● Given request: Convert every line of the items below into a Markdown table with the columns Row and Line. Number the rows in order and leave out blank lines.

··········

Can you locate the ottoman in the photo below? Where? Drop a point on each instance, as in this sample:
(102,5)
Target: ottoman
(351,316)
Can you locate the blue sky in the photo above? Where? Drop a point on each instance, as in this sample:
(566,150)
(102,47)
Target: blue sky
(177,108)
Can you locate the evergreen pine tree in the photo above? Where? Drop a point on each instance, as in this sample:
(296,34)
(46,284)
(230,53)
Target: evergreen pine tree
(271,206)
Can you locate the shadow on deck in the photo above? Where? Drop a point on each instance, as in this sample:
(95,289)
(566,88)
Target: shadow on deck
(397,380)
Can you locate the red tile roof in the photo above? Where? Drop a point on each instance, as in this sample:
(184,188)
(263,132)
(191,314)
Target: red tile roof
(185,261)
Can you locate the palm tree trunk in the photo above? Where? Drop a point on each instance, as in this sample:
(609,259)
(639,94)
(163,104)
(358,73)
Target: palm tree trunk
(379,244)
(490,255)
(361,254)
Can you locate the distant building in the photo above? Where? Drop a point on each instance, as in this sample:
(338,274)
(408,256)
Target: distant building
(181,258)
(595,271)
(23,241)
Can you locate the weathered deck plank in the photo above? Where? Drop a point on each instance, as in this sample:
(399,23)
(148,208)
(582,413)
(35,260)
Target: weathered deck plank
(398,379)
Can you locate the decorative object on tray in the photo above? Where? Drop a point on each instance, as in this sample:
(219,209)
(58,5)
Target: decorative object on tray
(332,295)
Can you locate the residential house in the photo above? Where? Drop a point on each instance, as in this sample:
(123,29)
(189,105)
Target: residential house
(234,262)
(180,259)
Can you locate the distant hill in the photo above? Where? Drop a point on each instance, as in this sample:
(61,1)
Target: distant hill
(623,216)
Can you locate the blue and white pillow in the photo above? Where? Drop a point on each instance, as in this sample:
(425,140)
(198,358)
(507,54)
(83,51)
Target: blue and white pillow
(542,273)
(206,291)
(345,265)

··········

● Result of this task:
| Row | Line |
|---|---|
| 1 | Can you locate the ottoman in the photo below? Where? Drop a point on each instance, as in this sample: |
| 2 | (102,5) |
| 3 | Target: ottoman |
| 4 | (351,316) |
| 5 | Can you locate the blue sky in the photo above? Where? Drop a point on each instance, as in this sample: |
| 6 | (566,150) |
| 7 | (102,47) |
| 8 | Target: blue sky |
| 9 | (177,108) |
| 10 | Can you locate the evergreen pine tree in the photo above? Where? Drop a point on each instance, as in this sample: |
| 11 | (296,34) |
| 12 | (46,284) |
| 13 | (230,53) |
| 14 | Target: evergreen pine tree |
| 15 | (271,206) |
| 16 | Can you locate the shadow on deck in the photo above? Where? Drop a point on each instance, as in this sample: |
| 17 | (95,289) |
| 18 | (566,88) |
| 19 | Target: shadow on deck |
| 20 | (397,380) |
| 21 | Can you locate the red tile roof in the photo above? Where? Drop a point on each instance, as in this sample: |
| 22 | (184,188) |
| 23 | (263,132) |
| 24 | (191,314) |
| 25 | Target: red tile roof |
| 26 | (185,261) |
| 27 | Can you locate the palm tree trunk in the photo above? Where? Drop a point on each instance, as in this sample: |
| 28 | (609,259) |
| 29 | (639,94) |
| 30 | (163,104) |
| 31 | (358,73) |
| 32 | Target: palm tree trunk |
| 33 | (379,244) |
| 34 | (490,255) |
| 35 | (361,254) |
| 36 | Can you locate the distant building in the photo above? Where? Drop a point on each instance, as in this sample: |
| 37 | (338,274) |
| 38 | (408,256) |
| 39 | Target: distant building |
| 40 | (181,258) |
| 41 | (595,271) |
| 42 | (23,241) |
| 43 | Can you locate the weathered deck plank in the photo above? Where? Drop a point on each instance, as in this sample: |
| 44 | (399,23) |
| 45 | (148,208) |
| 46 | (582,413) |
| 47 | (35,260) |
| 48 | Target: weathered deck plank |
| 49 | (398,379) |
| 50 | Can you locate the decorative object on tray in the photo above? Where? Drop a point on each instance, as in this sample: |
| 51 | (219,209) |
| 52 | (58,5) |
| 53 | Target: decorative object on tray |
| 54 | (332,295) |
| 55 | Can you locate the residential house in the photo above? Where? Drop a point on each instance, as in this sample: |
| 56 | (123,29) |
| 57 | (189,105) |
| 58 | Target: residential house |
| 59 | (234,262) |
| 60 | (180,259) |
| 61 | Can you locate the distant hill in the photo above? Where? Drop a point on each instance, as in this sample: |
| 62 | (61,1) |
| 63 | Target: distant hill |
| 64 | (623,216) |
| 65 | Can you locate the blue and white pillow in the photo above? Where? Drop a point on each instance, as in this sample: |
| 66 | (425,140) |
| 67 | (198,358) |
| 68 | (507,54) |
| 69 | (83,51) |
| 70 | Target: blue and white pillow |
| 71 | (542,273) |
| 72 | (206,291) |
| 73 | (345,265) |